* Given text
● ● ●
Since the first order Taylor series approximation to a function leads to the local optimization framework of gradient descent, it seems intuitive that higher order Taylor series approximations might similarly yield descent-based algorithms as well. In this Section we introduce a local optimization scheme based on the second order Taylor series approximation - called Newton's method. Because it is based on the second order approximation Newton's method has natural strengths and weaknesses when compared to gradient descent. In summary we will see that the cumulative effect of these trade-offs is - in general - that Newton's method is especially useful for minimizing convex functions of a moderate number of inputs.
In Chapter 3 we looked at the second order Taylor series approximation of single input functions $g(w)$. When centered at a particular point $v$ such an approximation is a quadratic function of the form
\begin{equation} h(w) = g(v) + \left(\frac{\mathrm{d}}{\mathrm{d}w}g(v)\right)(w - v) + \frac{1}{2}\left(\frac{\mathrm{d}^2}{\mathrm{d}w^2}g(v)\right)(w - v)^2 \end{equation}which is - typically speaking - a much better approximation of the underlying function near $v$ than is the first order Taylor series approximation on which gradient descent is built.
● ● ●
* Data
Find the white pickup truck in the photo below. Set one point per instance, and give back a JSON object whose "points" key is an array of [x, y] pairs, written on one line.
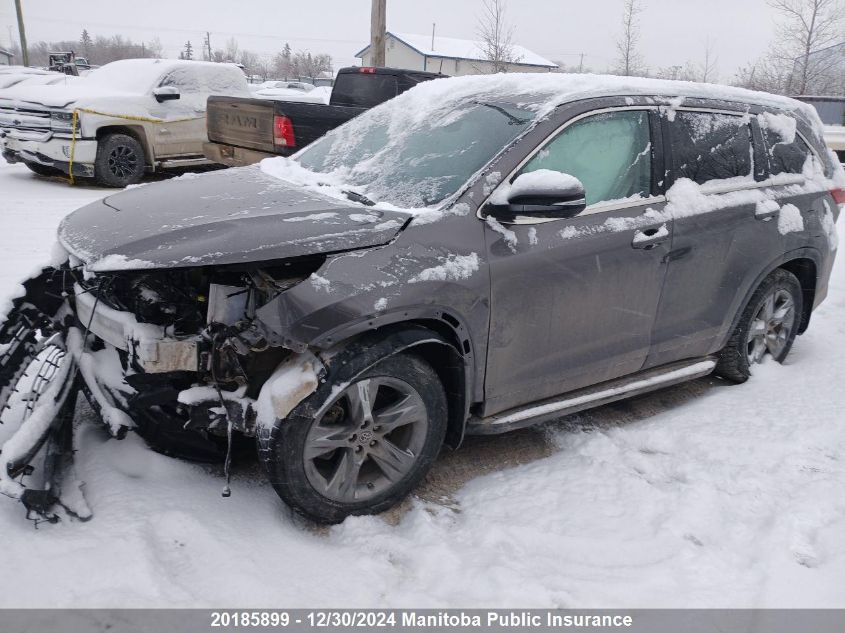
{"points": [[119, 122]]}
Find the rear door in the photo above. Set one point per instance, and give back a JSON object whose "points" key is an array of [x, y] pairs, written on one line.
{"points": [[724, 235], [573, 301]]}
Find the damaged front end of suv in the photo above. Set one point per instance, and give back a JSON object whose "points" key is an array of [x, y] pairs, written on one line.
{"points": [[175, 346]]}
● ● ●
* Required tasks
a) In the Newton's method text, which functions is Newton's method described as especially useful for minimizing?
b) Do these statements agree with the Newton's method text? (i) Newton's method is built on the first order Taylor series approximation. (ii) The second order Taylor series approximation centered at a point $v$ is a quadratic function. (iii) The second order Taylor series approximation of single input functions was covered in Chapter 3.
c) Carry on the Newton's method text from the point where it stops.

* Responses per task
a) Convex functions of a moderate number of inputs.

b)
(i) No: "a local optimization scheme based on the second order Taylor series approximation - called Newton's method"
(ii) Yes: "When centered at a particular point $v$ such an approximation is a quadratic function"
(iii) Yes: "In Chapter 3 we looked at the second order Taylor series approximation of single input functions"

c)
In the Python cell below we produce an animation visualizing a single-input function $g(w) = \text{sin}(2w)$, along with its first and second order Taylor series approximation. As you move the slider left to right the point $v$ (shown as a red dot) on which the approximations is based moves left to right, producing new approximations (the point on the graph of $g$ at which the approximations are tangent is marked with a small red 'x'). One can see that at each point the second order approximation (in blue) - since it contains both first and second derivative information at the point - is a much better local approximator than the first order analog (in green).
Note how the second order approximation matches the local convexity/concavity of the function $g$, i.e., where $g$ is convex/concave so too is the quadratic approximation.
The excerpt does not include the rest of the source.